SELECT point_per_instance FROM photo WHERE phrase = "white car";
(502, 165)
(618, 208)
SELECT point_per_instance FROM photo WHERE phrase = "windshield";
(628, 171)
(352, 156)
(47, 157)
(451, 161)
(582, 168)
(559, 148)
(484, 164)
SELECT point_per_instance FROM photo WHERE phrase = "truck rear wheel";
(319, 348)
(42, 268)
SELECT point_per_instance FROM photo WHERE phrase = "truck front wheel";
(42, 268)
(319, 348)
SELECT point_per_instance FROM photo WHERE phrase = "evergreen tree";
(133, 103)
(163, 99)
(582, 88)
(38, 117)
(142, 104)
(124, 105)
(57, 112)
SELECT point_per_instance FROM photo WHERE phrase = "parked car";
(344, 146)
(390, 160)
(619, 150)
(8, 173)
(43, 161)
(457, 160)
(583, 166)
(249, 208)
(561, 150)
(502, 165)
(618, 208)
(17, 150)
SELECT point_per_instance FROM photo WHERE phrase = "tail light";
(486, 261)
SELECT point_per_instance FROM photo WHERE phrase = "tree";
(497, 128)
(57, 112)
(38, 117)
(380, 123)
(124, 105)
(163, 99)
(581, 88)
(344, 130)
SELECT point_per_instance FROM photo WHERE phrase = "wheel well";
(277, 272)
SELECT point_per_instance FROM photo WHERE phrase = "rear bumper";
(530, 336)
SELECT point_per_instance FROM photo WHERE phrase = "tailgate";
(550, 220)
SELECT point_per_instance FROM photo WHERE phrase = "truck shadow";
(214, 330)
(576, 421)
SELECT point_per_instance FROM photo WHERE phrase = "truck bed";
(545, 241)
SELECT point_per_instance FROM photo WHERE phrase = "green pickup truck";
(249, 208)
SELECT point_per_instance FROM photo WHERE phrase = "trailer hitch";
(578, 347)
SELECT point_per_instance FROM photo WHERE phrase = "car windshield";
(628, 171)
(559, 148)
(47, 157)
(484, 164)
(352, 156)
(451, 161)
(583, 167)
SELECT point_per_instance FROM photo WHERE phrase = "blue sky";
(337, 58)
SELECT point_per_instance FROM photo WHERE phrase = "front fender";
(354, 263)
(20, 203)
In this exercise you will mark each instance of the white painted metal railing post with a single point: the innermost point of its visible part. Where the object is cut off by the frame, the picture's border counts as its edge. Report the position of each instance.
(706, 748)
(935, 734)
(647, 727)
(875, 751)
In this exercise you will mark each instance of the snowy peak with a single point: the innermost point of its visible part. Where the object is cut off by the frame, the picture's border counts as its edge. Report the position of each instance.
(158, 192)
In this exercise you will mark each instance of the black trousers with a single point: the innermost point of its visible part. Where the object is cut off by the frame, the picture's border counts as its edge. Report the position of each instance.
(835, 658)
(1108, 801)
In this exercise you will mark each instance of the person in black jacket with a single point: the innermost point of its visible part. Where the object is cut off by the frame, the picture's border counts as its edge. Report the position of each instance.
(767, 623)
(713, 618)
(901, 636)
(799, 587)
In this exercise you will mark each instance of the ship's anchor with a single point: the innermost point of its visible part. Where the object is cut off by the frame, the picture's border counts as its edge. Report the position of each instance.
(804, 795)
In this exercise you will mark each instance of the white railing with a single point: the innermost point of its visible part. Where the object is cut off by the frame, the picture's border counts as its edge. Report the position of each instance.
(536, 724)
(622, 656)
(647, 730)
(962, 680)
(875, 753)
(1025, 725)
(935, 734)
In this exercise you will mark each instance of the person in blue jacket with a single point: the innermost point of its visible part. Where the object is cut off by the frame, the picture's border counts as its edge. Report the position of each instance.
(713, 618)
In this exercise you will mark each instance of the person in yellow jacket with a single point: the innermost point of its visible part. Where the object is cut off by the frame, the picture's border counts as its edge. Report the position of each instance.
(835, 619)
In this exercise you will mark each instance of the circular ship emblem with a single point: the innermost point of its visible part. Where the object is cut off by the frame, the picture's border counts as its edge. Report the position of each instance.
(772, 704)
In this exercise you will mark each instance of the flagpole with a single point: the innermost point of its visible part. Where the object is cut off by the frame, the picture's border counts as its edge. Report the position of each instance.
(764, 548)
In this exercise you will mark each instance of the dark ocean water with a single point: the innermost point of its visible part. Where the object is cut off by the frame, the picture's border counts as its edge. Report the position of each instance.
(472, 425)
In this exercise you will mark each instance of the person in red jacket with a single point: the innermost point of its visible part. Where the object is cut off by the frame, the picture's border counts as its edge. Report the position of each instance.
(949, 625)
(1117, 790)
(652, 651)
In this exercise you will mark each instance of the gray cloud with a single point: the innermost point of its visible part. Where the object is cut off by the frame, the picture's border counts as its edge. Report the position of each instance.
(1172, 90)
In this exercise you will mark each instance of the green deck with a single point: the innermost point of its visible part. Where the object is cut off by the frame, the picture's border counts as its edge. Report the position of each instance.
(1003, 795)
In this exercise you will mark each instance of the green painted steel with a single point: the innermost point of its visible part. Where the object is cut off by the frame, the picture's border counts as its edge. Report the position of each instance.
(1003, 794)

> [What the task asks] Please repeat the material above word for word.

> [Finished task]
SELECT point_per_instance FROM photo WHERE phrase = "white car";
(502, 165)
(618, 208)
SELECT point_per_instance FROM photo WHERE phrase = "windshield";
(628, 171)
(352, 156)
(47, 157)
(451, 161)
(582, 168)
(559, 148)
(484, 164)
SELECT point_per_instance FROM photo WHERE phrase = "truck rear wheel";
(319, 348)
(42, 268)
SELECT point_per_instance FROM photo WHERE phrase = "truck front wheel";
(42, 268)
(319, 348)
SELECT point_per_instance FROM photo WHERE phrase = "evergreen tree";
(133, 103)
(163, 99)
(582, 88)
(38, 117)
(142, 104)
(124, 105)
(57, 112)
SELECT point_per_instance FROM photo WHERE phrase = "parked car";
(344, 146)
(390, 160)
(619, 150)
(8, 173)
(43, 161)
(457, 160)
(583, 166)
(249, 208)
(561, 150)
(502, 165)
(618, 208)
(17, 150)
SELECT point_per_instance FROM photo WHERE phrase = "tail light";
(486, 261)
SELECT point_per_instance FROM photo WHERE phrase = "tree";
(497, 128)
(57, 112)
(38, 117)
(380, 123)
(124, 105)
(163, 99)
(581, 88)
(344, 130)
SELECT point_per_instance FROM photo WHERE phrase = "wheel well";
(277, 272)
SELECT point_per_instance FROM photo WHERE phrase = "rear bumper";
(530, 336)
SELECT point_per_instance FROM photo WHERE phrase = "tailgate";
(550, 220)
SELECT point_per_instance FROM photo WHERE phrase = "truck shadow";
(214, 330)
(576, 421)
SELECT point_per_instance FROM photo WHERE phrase = "truck bed";
(545, 241)
SELECT point_per_instance FROM photo WHERE phrase = "green pickup truck";
(249, 208)
SELECT point_per_instance FROM photo WHERE phrase = "trailer hitch";
(578, 347)
SELECT point_per_instance FROM photo WHERE phrase = "car windshield";
(628, 171)
(559, 148)
(47, 157)
(484, 164)
(352, 156)
(451, 161)
(583, 167)
SELECT point_per_instance FROM photo WHERE phrase = "blue sky";
(337, 58)
SELECT point_per_instance FROM photo WHERE phrase = "front fender";
(354, 263)
(20, 203)
In this exercise you will mark each instance of the white painted metal railing post with a single point: the innermost point of its visible part. Where the object is cut off by the frame, the picture's border counts as its edge. Report the position of each instance.
(706, 748)
(935, 734)
(647, 727)
(875, 751)
In this exercise you will mark each instance of the snowy peak with a single point: the innermost point of its visible part. Where the object is cut off by the frame, the picture's border counts as its edge. Report the position of each instance.
(158, 192)
In this exercise you will mark each instance of the black trousers with a single point: the innermost point of its visible part. Where the object is cut off by the frame, the picture's border counts as its edge. Report the position of each instance.
(835, 658)
(1108, 801)
In this exercise you will mark each instance of the person in black jacket with a single point: the innermost point of its visible part. Where the object is cut off by the frame, the picture's border counts as its edge. Report the position of each instance.
(767, 623)
(713, 618)
(901, 636)
(799, 587)
In this exercise you will mark each instance of the ship's anchor with a single point: the innermost point of its visible part. Where the object is cut off by the frame, the picture's border counts as its edge. Report the position of each instance.
(804, 795)
In this exercise you will mark each instance of the white railing with a single point: the innermost point of its visible part. Where the object is cut off by the frame, the picture's border counts as its edge. Report the position of each instance.
(536, 724)
(622, 656)
(647, 730)
(962, 680)
(875, 753)
(1025, 725)
(935, 734)
In this exercise you will mark each instance of the person in blue jacket with a single point: the innermost point of its visible part. Where the object is cut off by the frame, the picture's border counts as its edge. Report the position of each instance.
(713, 618)
In this exercise you will mark each instance of the person in yellow jacket with a single point: the innermost point of its visible part. Where the object is cut off by the frame, the picture's border counts as its edge. Report the position of each instance.
(835, 619)
In this exercise you will mark each instance of the circular ship emblem with a single point: the innermost point of its visible part. Where the object is cut off by the frame, the picture's border counts as its edge. Report the position of each instance.
(772, 704)
In this exercise you will mark each instance of the flagpole with a single point: the innermost point of its visible part. Where the object is cut off by the frame, the picture's border counts as its edge. Report the position of each instance.
(764, 548)
In this exercise you will mark each instance of the dark ocean water with a single point: the innermost point of its visible part. Where the object is cut off by the frame, the picture's border counts as its edge. Report the position of each instance.
(472, 425)
In this exercise you will mark each instance of the person in red jacket with a single point: the innermost point of its visible part. Where the object is cut off by the frame, the picture's border counts as its edge. Report the position of each instance.
(949, 625)
(1117, 790)
(652, 651)
In this exercise you will mark each instance of the gray cloud with a single point: the innermost point of its visible part. Where the object is cut off by the frame, the picture's border counts as its edge. Report the position of each instance.
(1172, 90)
In this exercise you will mark each instance of the green deck with a single point: the innermost point of its visible part. Where the object is cut off by the frame, the picture's border counts as its edge. Report the position of each instance.
(1003, 795)
In this exercise you will mark each instance of the green painted steel with a single point: the innermost point of its visible part. Where the object is cut off by the frame, the picture's border counts as its edge. Report the position of each instance.
(1003, 794)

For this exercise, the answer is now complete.